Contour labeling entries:
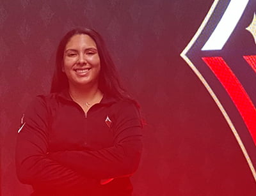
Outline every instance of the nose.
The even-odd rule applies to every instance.
[[[86,64],[86,59],[85,56],[83,55],[83,54],[79,54],[77,59],[77,64]]]

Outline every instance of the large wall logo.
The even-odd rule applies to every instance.
[[[254,0],[215,0],[180,56],[218,105],[256,181],[255,8]]]

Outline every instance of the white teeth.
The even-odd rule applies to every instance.
[[[84,69],[84,70],[76,70],[76,72],[78,73],[86,73],[88,71],[89,71],[89,68]]]

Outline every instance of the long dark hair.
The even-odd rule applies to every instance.
[[[87,34],[95,42],[100,59],[100,71],[99,77],[99,89],[105,94],[118,100],[129,100],[134,102],[122,86],[115,64],[106,49],[101,36],[95,30],[89,28],[76,28],[68,31],[61,40],[56,55],[56,68],[52,77],[51,93],[60,92],[68,87],[65,73],[61,71],[63,54],[67,43],[76,34]]]

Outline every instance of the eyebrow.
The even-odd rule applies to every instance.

* _Description of the task_: Write out all the rows above again, requests included, but shift every polygon point coordinate in the answers by adding 75 to it. Leave the pictures out of your answer.

* _Solution for this exercise_:
Outline every instance of the nose.
The even-odd rule applies to every instance.
[[[161,139],[161,134],[160,131],[158,130],[158,129],[154,129],[152,134],[152,139]]]

Outline every instance of the large wall logo.
The even-odd rule applies to every instance.
[[[329,75],[290,75],[255,131],[293,180],[331,256],[330,83]]]

Outline every instance of the white teeth.
The even-odd rule applies to every instance.
[[[159,144],[159,145],[151,145],[151,147],[153,148],[161,148],[163,146],[164,146],[164,143]]]

Outline every instance of the long dark hair.
The even-odd rule applies to every instance.
[[[162,109],[170,117],[175,134],[175,146],[174,152],[174,164],[180,169],[193,175],[204,175],[209,177],[197,161],[190,139],[181,124],[176,111],[170,105],[164,103],[151,103],[143,106],[136,115],[131,130],[131,143],[127,152],[126,168],[135,167],[143,162],[140,148],[136,146],[138,129],[142,118],[151,109]]]

Outline every instance of the eyebrow.
The even-odd rule applies to every instance.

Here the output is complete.